Exercises ::
(a) Please reproduce the stretch from "To save on bills, Jefferson" through "were recently completed." in the Little Haiti article word for word.
(b) Carry on writing the Little Haiti article, starting right after its last sentence.

Document ::
- - - -
Next door is a new Panther Coffee roaster and cafe. Brook Dorsch and Tyler Emerson-Dorsch had Jefferson provide drummers and dancers for their opening, and say they miss the personality and authenticity her botanica lent the street.

Jefferson’s situation illustrates what happens when the complex dynamics behind gentrification collide with an insular community that’s ill-equipped to cope.

The strip of shops where the botanica once operated is still vacant, renovations now just done, are awaiting arrival of a high-end, Haitian-owned nail salon, Adar managing partner Dadon said.

He said he and his partners are not out to exploit or displace anyone, and they have tried to work with new and existing tenants in their Little Haiti portfolio after spending $10 million on renovations, Dadon said. Those include a high-end hair salon and a barber shop and Zuki, a new restaurant serving Haitian-American food and run by local entrepreneurs, that will move into a strip Adar owns farther south in Little Haiti.

Dadon said he and his partners don’t expect to see any profits on their investment for several years. But by making improvements and bringing in new shops and customers, he argued, they can bolster the local economy, ensuring they eventually do. And everyone benefits, Dadon said, including Jefferson — if she can hang on long enough.

To save on bills, Jefferson keeps the lights dim and switches the new central AC off in her new shop, a roomy, high-ceilinged space with polished concrete floors that’s sweltering on a summer day. Like her old shop, it’s crammed full with a bewildering hodge-podge of merchandise that includes statues of Catholic saints; peanuts, popcorn and candles for religious ceremonies; racks of colorful dresses and men’s shirts; pallets of water and a tabletop filled with deodorant.

Dadon said has also offered them a smaller space at less than half the rent back at their old location, he said, where renovations were recently completed.

“These are tough areas,” Dadon said. “That building was in the worst shape you have ever seen. People were not paying the rents. We are changing the area. The people who live in this area should be happy someone is putting money into the neighborhood. This is creating jobs.

“I do care. For us, this is not strictly business. But I didn’t change the area to make it like it was 15 years ago. I’m doing it to make it better and make values go up. We are more than good for the neighborhood.”

PIVOTAL TIME

But making values go up, desirable in theory, will inevitably push out people like Marie Jefferson, activists say.

The developers’ inroads come at an inauspicious time for Little Haiti. Generational turnover and Haitian immigrants’ often- unacknowledged social and economic success means those with means have left the enclave for a better quality of life in North Miami, north Miami-Dade and Southwest Broward County suburbs like Miramar.

With the flow of refugees from Haiti and the Bahamas virtually at a standstill, Little Haiti is no longer the principal point of entry for Haitian immigrants. Those coming legally, sponsored by family members, mostly bypass Little Haiti for the suburbs.
- - - -
Records ::

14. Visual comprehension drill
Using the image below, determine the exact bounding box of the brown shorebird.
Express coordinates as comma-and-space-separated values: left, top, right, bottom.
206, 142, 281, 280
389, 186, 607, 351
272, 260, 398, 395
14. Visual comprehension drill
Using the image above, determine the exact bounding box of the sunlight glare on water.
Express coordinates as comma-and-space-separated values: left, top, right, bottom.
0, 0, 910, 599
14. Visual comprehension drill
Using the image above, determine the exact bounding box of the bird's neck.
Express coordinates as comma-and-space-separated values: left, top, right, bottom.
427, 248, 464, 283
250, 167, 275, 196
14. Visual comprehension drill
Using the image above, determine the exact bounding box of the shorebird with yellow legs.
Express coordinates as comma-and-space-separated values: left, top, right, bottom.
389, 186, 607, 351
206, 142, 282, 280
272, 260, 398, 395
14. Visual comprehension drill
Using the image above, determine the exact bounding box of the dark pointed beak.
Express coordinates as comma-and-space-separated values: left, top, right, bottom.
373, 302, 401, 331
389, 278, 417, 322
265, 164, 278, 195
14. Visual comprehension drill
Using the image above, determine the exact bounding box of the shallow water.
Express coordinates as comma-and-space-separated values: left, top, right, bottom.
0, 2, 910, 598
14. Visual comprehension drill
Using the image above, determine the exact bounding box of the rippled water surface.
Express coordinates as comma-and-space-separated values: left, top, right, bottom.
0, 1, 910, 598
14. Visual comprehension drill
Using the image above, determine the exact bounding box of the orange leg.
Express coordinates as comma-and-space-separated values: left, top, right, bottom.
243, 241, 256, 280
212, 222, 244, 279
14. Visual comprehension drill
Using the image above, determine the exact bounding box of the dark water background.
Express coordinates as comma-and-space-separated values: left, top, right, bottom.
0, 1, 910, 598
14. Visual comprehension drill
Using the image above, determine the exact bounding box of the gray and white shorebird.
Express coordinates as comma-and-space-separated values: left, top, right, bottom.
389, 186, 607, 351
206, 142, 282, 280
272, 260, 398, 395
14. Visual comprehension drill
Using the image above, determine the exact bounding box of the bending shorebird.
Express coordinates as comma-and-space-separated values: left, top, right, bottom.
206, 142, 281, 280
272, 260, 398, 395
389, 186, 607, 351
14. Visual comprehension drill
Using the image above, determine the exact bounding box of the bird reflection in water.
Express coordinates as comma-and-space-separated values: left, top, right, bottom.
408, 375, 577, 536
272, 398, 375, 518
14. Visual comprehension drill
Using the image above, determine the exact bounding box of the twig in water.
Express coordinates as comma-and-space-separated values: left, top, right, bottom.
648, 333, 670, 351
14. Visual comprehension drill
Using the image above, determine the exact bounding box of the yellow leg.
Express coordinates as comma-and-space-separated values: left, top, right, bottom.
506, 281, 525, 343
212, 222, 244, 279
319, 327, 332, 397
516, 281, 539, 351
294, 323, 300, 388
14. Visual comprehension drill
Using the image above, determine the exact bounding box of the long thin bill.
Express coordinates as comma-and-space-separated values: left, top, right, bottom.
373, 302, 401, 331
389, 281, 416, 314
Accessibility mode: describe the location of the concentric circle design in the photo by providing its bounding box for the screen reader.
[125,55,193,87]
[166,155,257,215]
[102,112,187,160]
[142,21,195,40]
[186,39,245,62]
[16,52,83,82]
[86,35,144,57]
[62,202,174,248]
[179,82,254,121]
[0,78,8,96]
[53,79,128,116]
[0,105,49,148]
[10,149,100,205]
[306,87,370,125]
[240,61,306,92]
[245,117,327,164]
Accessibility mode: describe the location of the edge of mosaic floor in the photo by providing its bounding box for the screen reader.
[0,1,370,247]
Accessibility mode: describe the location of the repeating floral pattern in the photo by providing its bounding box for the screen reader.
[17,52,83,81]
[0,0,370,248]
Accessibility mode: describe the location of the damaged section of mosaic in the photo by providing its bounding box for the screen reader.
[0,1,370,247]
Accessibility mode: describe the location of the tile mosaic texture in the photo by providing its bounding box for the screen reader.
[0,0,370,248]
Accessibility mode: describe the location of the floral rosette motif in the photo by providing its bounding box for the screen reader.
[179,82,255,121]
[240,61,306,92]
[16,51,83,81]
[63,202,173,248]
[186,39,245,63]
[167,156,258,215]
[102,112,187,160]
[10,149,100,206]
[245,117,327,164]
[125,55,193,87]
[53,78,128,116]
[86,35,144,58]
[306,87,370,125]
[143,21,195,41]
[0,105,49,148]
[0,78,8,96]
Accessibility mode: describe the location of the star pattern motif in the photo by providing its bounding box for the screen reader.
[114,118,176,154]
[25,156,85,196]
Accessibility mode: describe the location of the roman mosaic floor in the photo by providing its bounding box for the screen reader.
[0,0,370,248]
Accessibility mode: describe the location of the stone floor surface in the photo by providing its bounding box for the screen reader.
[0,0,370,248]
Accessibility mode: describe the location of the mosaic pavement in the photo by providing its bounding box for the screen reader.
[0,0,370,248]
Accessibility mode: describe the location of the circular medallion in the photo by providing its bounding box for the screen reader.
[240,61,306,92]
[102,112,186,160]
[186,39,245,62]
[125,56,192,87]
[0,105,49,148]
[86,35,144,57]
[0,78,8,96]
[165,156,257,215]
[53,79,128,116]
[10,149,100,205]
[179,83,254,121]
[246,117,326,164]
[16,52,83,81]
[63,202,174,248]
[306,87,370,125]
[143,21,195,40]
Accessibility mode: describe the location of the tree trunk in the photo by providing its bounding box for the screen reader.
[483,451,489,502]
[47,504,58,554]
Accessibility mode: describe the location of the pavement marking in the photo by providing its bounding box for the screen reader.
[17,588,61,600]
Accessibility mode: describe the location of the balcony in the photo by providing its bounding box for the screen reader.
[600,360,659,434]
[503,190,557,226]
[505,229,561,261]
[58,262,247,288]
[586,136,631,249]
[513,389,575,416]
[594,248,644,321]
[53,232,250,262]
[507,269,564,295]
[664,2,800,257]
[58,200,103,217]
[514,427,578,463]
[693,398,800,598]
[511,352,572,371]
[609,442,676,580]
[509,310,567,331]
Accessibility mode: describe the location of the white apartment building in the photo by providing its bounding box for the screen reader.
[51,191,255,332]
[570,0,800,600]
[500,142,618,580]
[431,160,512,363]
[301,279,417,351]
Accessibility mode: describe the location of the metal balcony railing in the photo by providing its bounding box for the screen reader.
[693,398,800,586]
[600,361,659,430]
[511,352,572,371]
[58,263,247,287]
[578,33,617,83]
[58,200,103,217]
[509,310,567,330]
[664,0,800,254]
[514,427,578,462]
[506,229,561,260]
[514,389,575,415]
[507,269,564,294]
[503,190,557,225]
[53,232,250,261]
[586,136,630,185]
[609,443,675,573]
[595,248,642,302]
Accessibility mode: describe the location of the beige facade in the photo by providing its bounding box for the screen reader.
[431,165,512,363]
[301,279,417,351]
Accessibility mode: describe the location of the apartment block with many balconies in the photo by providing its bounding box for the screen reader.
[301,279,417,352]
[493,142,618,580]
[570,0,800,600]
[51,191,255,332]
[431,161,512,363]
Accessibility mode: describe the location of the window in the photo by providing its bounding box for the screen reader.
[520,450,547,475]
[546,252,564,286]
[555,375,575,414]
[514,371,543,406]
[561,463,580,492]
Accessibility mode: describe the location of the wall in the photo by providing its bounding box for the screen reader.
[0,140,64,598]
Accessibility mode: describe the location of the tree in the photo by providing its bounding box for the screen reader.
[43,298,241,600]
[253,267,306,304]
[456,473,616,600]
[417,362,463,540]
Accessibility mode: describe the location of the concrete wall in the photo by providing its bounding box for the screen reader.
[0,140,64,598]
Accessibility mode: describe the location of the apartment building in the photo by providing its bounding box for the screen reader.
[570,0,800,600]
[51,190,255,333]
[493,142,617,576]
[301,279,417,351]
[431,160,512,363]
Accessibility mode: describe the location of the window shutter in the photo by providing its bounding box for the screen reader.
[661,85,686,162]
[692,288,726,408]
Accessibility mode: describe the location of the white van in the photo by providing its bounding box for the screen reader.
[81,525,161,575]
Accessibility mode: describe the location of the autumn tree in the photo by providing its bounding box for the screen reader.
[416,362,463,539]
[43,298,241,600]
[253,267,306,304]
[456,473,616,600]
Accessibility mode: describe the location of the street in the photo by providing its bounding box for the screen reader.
- - - -
Expected results ::
(a)
To save on bills, Jefferson keeps the lights dim and switches the new central AC off in her new shop, a roomy, high-ceilinged space with polished concrete floors that’s sweltering on a summer day. Like her old shop, it’s crammed full with a bewildering hodge-podge of merchandise that includes statues of Catholic saints; peanuts, popcorn and candles for religious ceremonies; racks of colorful dresses and men’s shirts; pallets of water and a tabletop filled with deodorant.

Dadon said has also offered them a smaller space at less than half the rent back at their old location, he said, where renovations were recently completed.

(b)
Activists and social workers say that migration has left behind an aging, impoverished Haitian population in Little Haiti and a stagnating local economy that can’t support its shrinking number of neighborhood shops and businesses.

“The situation is serious. It’s not a joke,” said Jan Mapou, whose Libreri Mapou, selling books in Haitian Creole, French and English, is a neighborhood landmark. “The first generation that came here in the 1980s, they are retiring and dying. The second generation, they don’t come back to take over because they want something better for their families and for themselves. Thus, there is no replenishment. Our population is depleting.

“Now these men with big cigars come here to Little Haiti to transform it. You can see that transformation is going slowly, but surely we’ll get there. Economically and politically, we cannot face these people down,” he added. “We can only ask to be respected, to be included.”

The Little Haiti of today has already shrunk from its peak in the 1980s and 1990s, when the area south of Northeast 54th Street, encompassing a then-declining Design District and adjacent Buena Vista, were widely considered a part of the immigrant neighborhood. But a gradual gentrification displaced Haitian residents from that section during the past 20 years as it marched north from the newly created Midtown Miami and a revitalized, upscale Design District.

Buena Vista saw an influx of more affluent, mostly white residents who drove creation of a historic district, extensive home restorations and a string of new cafes, restaurants and shops on Northeast Second Avenue. When Miami commissioners set official boundaries for Little Haiti in 2016, they left the area south of 54th Street out.

Change, though not yet sweeping in scope, is now readily apparent across the rest of Little Haiti as small redevelopment projects, evictions and demographic shifts chip away at the neighborhood’s characteristic mom-and-pop retail strips and its cultural and ethnic identity. Its main commercial spine, once-lively Northeast Second Avenue, where konpa music once blared from numerous botanicas, markets and shops, is dotted with shuttered stores and sees little foot traffic to support the few surviving businesses.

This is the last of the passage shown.